Supplied information:
........

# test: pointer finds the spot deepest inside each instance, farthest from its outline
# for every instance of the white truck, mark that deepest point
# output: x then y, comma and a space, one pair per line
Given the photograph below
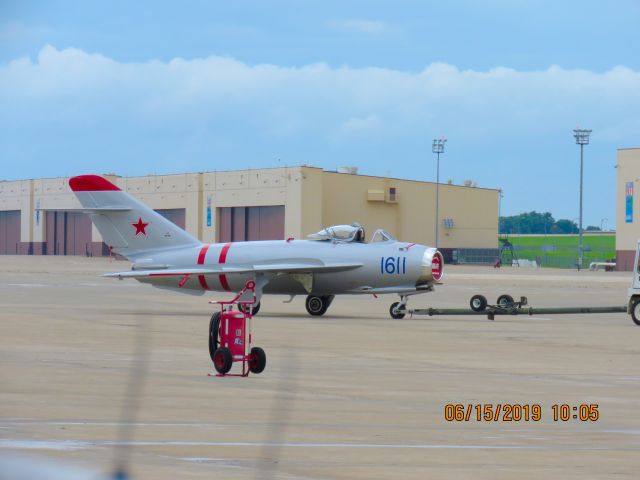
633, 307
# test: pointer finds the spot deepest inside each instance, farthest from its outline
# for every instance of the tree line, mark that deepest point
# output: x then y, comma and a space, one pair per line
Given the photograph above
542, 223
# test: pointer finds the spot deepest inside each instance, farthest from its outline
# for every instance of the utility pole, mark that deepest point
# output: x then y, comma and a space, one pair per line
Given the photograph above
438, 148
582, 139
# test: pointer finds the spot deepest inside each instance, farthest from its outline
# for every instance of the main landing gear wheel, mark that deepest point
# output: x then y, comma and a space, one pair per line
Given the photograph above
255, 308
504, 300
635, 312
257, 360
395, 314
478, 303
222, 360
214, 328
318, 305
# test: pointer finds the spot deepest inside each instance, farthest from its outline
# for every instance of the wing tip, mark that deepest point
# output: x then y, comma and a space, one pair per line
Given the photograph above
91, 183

........

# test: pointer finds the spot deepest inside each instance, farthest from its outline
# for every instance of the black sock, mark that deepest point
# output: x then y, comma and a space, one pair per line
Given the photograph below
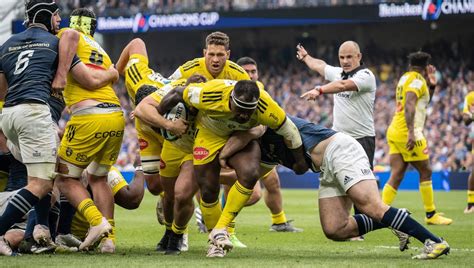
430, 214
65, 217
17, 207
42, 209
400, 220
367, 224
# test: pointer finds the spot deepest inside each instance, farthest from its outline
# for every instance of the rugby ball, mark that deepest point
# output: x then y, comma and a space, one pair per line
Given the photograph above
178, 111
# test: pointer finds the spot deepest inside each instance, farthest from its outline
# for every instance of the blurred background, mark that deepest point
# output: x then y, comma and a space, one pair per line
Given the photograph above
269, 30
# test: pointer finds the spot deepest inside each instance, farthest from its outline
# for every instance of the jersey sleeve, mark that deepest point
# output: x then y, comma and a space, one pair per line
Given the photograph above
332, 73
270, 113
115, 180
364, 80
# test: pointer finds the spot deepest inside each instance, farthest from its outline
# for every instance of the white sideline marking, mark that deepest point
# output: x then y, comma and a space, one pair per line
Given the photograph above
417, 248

........

Stated goal:
Copy out every line of the items above that contains the word "white".

Reply:
# for every instance of the white truck, mark that deepest point
# for every instance of the white sideline marking, mark that deepest point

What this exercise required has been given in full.